Segment Open

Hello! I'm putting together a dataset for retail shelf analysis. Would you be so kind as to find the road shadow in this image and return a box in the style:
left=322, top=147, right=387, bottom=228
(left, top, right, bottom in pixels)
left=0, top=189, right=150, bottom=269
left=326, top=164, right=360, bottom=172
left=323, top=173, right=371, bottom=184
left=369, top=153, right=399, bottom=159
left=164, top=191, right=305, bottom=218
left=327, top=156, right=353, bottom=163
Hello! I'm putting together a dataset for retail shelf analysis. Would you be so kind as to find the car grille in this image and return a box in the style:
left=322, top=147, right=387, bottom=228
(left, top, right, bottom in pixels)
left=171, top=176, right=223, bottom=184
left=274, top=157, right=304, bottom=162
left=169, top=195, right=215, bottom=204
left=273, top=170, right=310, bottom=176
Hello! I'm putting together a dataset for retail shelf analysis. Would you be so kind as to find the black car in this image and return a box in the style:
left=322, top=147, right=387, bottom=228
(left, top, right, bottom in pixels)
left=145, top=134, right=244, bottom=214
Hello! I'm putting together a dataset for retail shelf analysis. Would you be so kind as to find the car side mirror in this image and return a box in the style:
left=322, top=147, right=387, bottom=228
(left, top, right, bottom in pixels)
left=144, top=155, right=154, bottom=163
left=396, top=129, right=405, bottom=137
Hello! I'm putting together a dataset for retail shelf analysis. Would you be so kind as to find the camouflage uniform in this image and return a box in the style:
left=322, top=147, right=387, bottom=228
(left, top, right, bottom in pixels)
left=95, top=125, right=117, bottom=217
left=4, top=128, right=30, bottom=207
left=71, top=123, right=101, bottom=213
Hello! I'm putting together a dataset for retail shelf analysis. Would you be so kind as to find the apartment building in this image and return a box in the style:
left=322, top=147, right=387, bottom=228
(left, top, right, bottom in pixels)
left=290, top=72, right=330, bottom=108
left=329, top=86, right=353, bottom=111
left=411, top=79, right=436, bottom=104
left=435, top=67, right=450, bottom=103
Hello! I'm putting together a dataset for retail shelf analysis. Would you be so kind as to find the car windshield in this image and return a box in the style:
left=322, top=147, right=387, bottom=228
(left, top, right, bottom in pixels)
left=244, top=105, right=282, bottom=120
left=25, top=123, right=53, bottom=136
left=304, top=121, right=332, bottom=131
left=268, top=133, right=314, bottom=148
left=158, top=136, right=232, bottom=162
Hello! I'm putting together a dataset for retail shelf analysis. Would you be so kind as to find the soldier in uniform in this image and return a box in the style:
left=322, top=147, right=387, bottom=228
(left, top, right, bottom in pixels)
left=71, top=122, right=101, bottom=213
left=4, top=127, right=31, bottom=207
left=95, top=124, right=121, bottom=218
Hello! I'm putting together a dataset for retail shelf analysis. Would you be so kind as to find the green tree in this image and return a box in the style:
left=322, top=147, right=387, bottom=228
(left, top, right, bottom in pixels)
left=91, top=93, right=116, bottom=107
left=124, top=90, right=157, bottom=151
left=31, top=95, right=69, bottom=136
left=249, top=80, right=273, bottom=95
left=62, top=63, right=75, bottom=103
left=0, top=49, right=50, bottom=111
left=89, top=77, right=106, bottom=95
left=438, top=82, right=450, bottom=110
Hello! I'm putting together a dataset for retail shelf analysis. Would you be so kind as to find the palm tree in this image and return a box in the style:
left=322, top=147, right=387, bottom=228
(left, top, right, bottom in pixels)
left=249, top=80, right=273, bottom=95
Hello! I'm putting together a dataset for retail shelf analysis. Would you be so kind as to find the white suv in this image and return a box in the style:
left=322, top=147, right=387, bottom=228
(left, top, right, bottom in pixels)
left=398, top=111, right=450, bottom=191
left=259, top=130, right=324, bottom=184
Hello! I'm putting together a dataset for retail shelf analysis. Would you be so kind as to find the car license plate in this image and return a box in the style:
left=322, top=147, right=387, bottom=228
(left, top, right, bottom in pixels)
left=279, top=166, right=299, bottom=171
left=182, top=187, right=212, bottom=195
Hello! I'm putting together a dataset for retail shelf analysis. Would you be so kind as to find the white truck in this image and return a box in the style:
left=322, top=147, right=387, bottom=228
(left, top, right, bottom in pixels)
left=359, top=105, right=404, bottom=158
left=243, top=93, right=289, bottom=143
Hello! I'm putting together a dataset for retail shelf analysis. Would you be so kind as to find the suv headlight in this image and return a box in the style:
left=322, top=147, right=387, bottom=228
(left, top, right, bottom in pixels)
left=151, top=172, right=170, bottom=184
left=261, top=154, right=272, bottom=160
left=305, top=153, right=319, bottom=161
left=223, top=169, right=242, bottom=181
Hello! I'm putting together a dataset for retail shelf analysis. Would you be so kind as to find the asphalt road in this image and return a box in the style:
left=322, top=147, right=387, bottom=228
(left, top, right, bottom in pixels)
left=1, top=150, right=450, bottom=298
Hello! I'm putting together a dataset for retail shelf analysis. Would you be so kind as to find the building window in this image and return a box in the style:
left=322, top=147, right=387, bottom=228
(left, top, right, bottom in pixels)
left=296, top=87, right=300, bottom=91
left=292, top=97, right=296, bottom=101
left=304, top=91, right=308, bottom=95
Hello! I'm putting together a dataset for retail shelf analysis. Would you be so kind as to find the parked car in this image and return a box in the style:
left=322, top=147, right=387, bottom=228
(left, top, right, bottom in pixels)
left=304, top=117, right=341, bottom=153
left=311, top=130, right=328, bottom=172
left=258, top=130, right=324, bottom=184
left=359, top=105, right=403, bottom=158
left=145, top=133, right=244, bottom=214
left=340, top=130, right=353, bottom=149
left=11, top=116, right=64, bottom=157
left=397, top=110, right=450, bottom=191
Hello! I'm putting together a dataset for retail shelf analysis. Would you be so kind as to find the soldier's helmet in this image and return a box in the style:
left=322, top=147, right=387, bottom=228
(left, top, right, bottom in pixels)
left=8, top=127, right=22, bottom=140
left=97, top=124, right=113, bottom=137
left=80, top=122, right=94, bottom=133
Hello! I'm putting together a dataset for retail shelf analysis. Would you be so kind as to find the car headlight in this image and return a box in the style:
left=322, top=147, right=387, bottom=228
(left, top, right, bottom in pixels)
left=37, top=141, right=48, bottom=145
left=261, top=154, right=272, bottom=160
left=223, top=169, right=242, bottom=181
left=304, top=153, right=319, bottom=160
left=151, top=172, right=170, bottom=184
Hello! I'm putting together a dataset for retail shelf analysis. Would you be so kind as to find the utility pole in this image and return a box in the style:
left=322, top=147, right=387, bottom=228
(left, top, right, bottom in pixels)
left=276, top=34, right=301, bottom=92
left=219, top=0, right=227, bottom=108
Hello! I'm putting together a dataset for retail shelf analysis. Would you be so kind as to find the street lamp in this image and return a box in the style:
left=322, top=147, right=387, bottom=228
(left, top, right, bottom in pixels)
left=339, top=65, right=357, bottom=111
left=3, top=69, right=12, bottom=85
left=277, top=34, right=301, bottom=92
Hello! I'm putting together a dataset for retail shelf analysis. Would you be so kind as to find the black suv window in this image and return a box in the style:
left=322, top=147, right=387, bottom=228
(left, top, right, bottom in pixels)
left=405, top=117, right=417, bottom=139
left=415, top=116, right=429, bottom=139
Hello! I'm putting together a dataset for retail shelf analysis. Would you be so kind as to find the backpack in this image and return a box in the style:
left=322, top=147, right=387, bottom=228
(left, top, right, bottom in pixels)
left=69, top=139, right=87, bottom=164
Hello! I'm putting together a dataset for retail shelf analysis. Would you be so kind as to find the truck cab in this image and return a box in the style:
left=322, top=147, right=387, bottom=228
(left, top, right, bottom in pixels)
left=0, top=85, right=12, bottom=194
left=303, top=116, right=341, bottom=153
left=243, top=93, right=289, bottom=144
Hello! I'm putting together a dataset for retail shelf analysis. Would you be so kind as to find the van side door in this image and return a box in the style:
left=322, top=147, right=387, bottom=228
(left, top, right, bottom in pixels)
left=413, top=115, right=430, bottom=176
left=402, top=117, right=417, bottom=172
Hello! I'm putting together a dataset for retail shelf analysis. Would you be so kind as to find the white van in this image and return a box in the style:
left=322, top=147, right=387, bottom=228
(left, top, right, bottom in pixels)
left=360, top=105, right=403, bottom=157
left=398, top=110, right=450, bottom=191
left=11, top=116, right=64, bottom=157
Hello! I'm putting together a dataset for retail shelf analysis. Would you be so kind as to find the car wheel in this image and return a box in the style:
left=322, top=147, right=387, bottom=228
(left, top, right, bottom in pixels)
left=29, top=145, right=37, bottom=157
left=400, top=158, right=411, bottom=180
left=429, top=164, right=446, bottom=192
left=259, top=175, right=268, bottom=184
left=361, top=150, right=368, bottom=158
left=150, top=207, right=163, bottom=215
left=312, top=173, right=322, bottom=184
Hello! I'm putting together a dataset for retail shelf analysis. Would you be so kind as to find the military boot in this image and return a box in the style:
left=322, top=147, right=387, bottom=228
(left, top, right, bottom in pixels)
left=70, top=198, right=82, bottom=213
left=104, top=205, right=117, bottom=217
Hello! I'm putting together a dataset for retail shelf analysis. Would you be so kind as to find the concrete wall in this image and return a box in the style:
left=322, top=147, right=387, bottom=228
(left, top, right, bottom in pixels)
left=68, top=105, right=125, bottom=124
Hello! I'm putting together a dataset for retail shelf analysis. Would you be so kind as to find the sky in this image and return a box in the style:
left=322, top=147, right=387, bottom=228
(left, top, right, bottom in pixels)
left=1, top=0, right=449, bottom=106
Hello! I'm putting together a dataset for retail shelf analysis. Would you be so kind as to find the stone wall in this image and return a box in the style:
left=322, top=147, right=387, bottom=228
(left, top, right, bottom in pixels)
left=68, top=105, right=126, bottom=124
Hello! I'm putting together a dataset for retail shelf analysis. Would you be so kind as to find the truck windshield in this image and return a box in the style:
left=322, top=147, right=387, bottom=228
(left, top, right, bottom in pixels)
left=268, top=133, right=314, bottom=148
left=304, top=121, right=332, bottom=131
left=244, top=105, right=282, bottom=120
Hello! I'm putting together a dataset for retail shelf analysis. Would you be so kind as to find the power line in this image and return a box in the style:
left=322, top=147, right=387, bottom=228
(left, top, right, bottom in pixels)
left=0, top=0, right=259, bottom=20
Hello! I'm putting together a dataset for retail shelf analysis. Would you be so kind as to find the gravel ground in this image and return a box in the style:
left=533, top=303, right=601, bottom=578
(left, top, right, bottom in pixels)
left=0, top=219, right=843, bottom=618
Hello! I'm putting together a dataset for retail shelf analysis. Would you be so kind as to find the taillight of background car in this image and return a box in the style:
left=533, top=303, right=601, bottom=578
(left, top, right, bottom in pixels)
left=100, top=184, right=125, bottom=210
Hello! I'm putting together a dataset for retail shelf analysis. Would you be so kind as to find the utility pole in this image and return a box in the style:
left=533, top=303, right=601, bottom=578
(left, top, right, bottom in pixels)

Segment Closed

**PROBLEM TO WORK ON**
The only acceptable answer is a number: how many lines in the data above hold the word "windshield".

**OUTPUT OF THE TASK**
2